DIRECTION =
Reproduce everything from the start of the records down to and including the line containing "point(633, 967)", shifting every coordinate in the answers by adding 46 to it. Leave the pictures out.

====== INFORMATION GIVEN ======

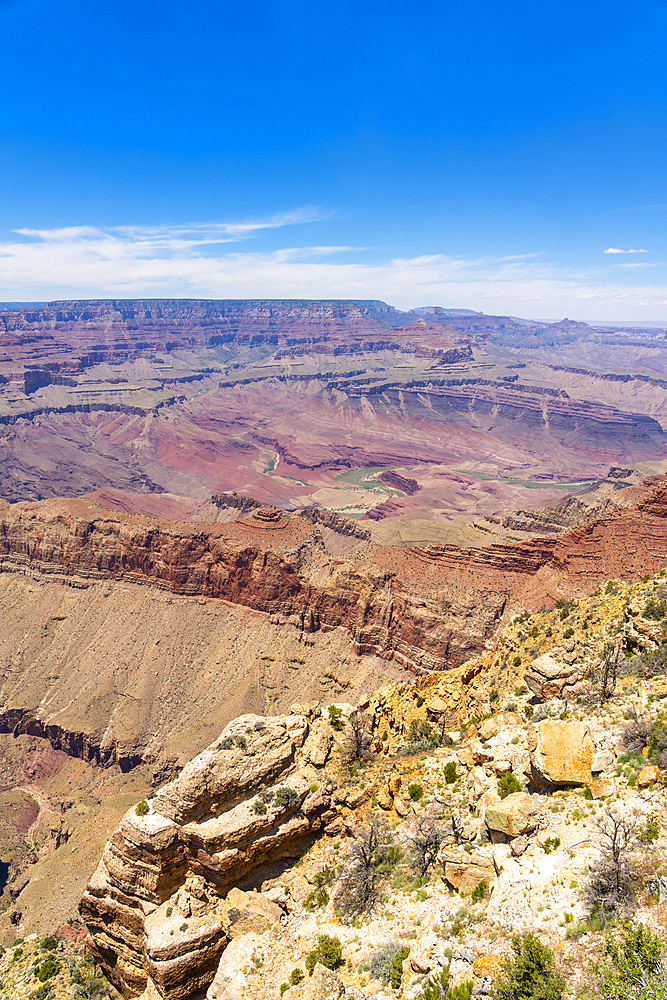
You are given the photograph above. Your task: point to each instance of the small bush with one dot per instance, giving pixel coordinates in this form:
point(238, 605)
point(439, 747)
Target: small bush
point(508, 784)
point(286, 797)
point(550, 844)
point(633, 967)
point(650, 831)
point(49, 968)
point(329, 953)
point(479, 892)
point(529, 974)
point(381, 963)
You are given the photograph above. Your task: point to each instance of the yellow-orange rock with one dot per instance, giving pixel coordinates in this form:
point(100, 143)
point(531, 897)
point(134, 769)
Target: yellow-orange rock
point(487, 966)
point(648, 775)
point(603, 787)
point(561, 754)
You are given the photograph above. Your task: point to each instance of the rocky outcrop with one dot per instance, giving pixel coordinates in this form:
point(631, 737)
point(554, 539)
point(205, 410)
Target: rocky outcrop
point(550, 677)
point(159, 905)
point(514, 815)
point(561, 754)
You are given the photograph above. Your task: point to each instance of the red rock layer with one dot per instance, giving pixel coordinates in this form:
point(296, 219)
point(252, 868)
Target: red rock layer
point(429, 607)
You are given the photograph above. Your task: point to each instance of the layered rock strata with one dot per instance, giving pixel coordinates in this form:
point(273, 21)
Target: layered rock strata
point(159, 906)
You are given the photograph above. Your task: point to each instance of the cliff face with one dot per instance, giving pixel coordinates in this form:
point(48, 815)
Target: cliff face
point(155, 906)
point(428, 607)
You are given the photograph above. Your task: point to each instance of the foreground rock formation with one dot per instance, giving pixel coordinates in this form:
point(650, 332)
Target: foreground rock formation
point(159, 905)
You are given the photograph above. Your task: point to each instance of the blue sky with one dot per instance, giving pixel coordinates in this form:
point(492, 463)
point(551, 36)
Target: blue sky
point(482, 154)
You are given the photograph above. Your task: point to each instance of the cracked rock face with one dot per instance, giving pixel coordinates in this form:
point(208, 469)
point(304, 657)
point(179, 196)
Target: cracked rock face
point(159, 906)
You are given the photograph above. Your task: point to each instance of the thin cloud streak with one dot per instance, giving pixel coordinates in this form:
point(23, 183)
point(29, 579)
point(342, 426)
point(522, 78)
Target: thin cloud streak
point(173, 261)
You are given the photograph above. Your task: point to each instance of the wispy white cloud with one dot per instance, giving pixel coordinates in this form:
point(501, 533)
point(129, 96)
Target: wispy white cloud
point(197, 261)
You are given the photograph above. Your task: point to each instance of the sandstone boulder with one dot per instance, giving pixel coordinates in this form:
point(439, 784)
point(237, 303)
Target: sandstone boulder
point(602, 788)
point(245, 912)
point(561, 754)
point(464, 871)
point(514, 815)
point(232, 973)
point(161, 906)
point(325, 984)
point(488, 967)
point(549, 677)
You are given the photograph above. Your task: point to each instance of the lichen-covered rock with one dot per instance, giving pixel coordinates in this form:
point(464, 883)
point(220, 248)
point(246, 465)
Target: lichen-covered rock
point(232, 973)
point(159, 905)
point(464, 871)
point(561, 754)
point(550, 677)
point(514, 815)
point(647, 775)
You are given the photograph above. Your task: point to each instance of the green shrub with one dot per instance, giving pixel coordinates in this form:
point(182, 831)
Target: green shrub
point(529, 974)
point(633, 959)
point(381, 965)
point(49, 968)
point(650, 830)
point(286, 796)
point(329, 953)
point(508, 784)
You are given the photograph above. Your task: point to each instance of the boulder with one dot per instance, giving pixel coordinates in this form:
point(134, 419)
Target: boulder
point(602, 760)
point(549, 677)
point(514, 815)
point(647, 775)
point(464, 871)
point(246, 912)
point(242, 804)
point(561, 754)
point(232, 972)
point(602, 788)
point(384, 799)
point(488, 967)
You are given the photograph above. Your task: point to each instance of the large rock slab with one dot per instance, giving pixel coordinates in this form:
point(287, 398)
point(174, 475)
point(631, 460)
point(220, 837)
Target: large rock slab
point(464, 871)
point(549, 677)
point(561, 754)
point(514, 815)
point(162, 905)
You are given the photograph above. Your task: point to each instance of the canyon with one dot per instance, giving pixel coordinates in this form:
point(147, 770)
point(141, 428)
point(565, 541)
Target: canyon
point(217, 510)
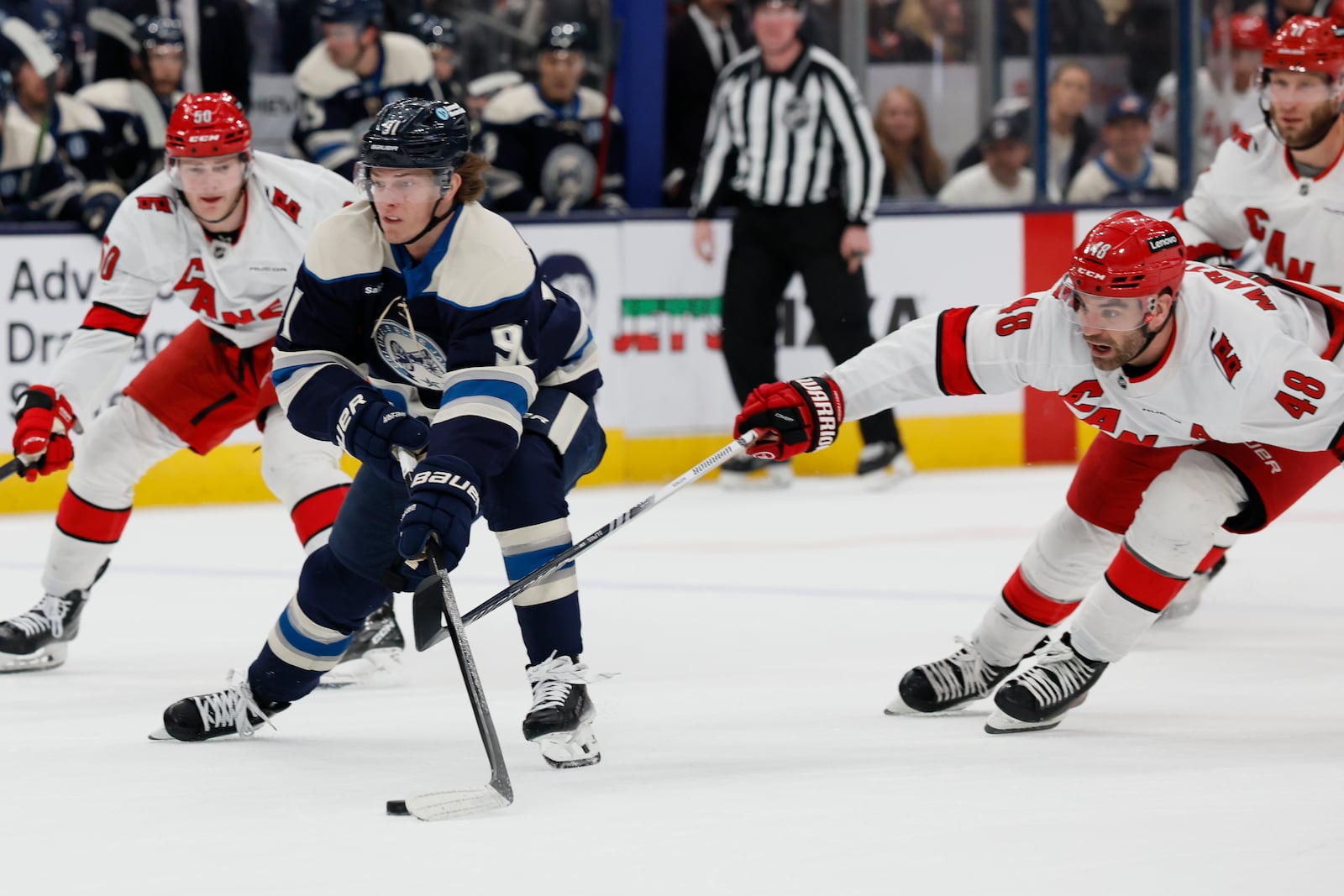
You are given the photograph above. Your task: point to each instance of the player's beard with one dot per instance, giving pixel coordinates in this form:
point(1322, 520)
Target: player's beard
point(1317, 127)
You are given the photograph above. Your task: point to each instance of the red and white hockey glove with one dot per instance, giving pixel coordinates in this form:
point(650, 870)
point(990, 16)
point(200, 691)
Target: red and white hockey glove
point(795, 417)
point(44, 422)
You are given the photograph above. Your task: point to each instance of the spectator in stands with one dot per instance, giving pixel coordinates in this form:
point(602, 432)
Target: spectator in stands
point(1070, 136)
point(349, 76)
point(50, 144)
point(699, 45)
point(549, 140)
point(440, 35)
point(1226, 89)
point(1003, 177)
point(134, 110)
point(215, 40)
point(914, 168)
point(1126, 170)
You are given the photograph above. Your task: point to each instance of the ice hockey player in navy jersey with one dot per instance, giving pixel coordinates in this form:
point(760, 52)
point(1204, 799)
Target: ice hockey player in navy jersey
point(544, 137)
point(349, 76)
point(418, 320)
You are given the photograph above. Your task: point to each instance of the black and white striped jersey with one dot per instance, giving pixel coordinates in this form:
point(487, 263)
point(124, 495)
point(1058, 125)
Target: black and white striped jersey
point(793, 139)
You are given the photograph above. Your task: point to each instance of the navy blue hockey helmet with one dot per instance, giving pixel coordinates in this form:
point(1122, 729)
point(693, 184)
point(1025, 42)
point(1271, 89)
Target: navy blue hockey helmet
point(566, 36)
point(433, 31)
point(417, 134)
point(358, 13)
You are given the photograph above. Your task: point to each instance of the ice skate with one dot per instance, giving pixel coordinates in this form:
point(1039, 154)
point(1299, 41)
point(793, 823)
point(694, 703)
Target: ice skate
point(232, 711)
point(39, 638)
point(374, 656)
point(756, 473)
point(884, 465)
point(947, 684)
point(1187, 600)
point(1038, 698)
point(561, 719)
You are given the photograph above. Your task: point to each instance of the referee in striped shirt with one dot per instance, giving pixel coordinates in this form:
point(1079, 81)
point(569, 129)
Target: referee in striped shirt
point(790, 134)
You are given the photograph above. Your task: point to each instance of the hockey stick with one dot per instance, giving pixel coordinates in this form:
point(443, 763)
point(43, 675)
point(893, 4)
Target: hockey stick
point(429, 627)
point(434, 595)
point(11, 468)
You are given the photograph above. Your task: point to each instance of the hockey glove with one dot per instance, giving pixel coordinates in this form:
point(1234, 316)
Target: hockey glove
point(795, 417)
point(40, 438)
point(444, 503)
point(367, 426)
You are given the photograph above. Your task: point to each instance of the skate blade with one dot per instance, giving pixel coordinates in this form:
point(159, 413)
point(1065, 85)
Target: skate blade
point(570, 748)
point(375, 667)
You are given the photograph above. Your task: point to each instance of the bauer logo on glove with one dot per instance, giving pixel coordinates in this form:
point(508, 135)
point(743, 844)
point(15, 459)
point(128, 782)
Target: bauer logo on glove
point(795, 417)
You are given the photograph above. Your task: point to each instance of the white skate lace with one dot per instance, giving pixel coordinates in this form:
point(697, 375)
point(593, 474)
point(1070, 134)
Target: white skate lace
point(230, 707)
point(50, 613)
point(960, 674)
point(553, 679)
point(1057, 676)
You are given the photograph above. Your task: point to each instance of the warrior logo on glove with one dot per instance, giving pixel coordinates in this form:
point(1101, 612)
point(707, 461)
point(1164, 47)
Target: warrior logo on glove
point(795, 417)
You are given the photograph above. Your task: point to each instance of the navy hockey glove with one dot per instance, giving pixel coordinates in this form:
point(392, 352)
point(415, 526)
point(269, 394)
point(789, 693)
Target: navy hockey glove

======

WORKED ANSWER =
You are given the photograph above. Your task: point to each instance of the small bush with one dot per instance, giving pixel coordinates in this form:
point(238, 605)
point(439, 747)
Target: small bush
point(554, 830)
point(332, 843)
point(596, 890)
point(679, 1013)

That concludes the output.